== Material to process

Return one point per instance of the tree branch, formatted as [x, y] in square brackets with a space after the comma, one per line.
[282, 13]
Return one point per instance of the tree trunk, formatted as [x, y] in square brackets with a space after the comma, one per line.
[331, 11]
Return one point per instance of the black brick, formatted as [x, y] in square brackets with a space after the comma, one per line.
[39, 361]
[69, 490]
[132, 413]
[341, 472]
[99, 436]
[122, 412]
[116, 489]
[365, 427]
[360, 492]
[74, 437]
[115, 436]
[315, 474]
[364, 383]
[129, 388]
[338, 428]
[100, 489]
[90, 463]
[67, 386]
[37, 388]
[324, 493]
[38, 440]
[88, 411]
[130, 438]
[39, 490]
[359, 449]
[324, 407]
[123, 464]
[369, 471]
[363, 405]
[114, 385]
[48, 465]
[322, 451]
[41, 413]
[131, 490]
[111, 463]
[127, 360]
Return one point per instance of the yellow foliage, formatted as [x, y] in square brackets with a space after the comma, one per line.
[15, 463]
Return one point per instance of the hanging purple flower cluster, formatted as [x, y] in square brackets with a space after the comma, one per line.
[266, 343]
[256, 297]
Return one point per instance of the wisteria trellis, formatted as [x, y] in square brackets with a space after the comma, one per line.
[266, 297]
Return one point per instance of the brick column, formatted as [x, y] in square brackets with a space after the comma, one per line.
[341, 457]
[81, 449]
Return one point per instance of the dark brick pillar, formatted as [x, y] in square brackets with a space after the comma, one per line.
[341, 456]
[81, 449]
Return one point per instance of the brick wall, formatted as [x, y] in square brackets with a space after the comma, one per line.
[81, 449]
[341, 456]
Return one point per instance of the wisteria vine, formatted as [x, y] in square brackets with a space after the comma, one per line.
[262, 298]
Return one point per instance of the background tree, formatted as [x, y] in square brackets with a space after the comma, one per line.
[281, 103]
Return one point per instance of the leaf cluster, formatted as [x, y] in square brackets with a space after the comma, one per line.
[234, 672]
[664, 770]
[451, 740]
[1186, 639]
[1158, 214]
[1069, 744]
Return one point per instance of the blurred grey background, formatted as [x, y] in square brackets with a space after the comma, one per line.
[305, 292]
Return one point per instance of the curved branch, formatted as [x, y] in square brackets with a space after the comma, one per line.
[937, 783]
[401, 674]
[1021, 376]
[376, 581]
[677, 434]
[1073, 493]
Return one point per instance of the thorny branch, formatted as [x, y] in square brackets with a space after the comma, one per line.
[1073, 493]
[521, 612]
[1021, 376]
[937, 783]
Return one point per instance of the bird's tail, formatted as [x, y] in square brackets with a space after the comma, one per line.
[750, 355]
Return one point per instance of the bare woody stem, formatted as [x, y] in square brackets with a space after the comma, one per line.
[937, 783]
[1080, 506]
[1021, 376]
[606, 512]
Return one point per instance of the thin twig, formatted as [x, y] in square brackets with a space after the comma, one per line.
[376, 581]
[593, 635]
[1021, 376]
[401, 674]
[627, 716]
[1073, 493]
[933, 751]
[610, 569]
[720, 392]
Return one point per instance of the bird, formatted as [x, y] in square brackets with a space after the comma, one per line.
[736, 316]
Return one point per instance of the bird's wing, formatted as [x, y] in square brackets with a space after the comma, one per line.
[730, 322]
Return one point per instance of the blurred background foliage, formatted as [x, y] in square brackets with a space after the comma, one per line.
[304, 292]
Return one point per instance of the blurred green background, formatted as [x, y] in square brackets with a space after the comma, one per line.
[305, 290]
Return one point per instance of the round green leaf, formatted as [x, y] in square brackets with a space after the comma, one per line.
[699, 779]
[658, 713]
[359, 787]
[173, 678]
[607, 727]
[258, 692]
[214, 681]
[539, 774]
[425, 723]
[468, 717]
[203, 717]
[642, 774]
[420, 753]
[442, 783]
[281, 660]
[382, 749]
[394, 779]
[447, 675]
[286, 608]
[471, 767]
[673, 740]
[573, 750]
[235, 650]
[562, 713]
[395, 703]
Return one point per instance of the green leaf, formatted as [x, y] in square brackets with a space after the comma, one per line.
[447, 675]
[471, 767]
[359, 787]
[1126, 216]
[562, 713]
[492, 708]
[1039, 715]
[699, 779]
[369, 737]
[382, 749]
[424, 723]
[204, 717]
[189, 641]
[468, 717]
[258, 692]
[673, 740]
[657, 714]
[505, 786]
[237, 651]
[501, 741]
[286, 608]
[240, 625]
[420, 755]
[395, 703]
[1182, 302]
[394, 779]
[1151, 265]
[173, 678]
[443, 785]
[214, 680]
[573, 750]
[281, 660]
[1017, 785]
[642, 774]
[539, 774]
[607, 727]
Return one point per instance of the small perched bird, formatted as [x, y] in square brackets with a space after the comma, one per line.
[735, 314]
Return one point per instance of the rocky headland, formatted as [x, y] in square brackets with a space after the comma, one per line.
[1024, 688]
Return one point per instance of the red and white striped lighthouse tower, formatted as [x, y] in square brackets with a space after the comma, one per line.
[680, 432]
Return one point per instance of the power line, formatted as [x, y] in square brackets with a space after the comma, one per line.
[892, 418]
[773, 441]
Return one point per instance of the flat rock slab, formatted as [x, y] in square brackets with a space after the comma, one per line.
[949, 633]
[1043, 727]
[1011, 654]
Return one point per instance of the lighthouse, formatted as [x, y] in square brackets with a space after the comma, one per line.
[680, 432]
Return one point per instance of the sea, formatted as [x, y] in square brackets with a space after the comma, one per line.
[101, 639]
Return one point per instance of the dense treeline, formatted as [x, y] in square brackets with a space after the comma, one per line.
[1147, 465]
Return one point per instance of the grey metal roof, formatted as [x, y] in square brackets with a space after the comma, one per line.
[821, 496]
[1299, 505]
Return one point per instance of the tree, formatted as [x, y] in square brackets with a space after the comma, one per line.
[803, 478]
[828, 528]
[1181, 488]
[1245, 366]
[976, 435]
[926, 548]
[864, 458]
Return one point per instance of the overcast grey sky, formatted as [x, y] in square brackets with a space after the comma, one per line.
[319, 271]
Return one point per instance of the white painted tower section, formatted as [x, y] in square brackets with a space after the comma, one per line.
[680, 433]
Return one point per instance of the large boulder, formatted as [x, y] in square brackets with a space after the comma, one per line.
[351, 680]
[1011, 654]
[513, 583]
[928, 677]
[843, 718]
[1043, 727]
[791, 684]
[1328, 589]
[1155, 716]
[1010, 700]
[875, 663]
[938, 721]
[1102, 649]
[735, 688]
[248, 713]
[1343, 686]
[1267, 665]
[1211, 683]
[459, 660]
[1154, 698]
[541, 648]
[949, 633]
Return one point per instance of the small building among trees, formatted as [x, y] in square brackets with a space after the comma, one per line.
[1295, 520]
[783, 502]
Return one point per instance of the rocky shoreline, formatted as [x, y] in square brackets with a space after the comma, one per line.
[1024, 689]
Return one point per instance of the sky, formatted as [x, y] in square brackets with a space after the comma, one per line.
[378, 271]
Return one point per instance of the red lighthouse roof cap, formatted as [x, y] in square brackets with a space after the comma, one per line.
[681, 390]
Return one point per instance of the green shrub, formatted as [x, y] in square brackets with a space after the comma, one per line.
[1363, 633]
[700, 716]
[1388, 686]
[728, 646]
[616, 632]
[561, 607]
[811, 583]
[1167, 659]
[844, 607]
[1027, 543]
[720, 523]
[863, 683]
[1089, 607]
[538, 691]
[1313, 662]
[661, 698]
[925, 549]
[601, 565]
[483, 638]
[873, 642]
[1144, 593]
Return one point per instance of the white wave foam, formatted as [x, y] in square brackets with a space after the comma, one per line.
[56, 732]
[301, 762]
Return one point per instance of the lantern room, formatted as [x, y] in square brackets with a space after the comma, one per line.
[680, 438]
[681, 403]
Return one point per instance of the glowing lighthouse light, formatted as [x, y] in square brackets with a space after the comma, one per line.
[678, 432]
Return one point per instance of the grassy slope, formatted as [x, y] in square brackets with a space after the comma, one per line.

====

• **Written instruction**
The line containing "Return one point per instance of the sky, formatted" marks the start; retype it and each line after it through the end of the records above, exactly.

• **Output for this task**
Return one point per instance of the sky, formatted as [x, y] in square brackets with a space after the comma, one per line.
[378, 271]
Return one point per instance of the red lighthouse roof cap, formatted as [x, y] in square brackets with a space after the comma, one per line.
[681, 390]
Return one point per instance of the green shrub, formatted as [x, y] in square brackets with a space after the comma, one per line.
[1363, 633]
[700, 716]
[1388, 686]
[728, 646]
[616, 632]
[561, 607]
[811, 583]
[1167, 659]
[844, 607]
[1027, 543]
[720, 523]
[863, 683]
[1089, 607]
[538, 691]
[1313, 662]
[661, 698]
[925, 549]
[601, 565]
[483, 638]
[873, 642]
[1144, 593]
Return one point per instance of the white wave foam, formatted as [x, y] in square brackets with a space after the comma, one per line.
[56, 732]
[301, 762]
Return one point per instance of the lantern room, formatted as [x, y] in square brackets with a space after the comma, one per line.
[680, 438]
[681, 403]
Return one point per instance of the glowing lighthouse light, formatted as [x, y] in square brackets with a space after the comma, one per line.
[678, 432]
Return one point per instance of the grassy slope, formatted as [x, y] in square brackets with a space after the comma, one per line.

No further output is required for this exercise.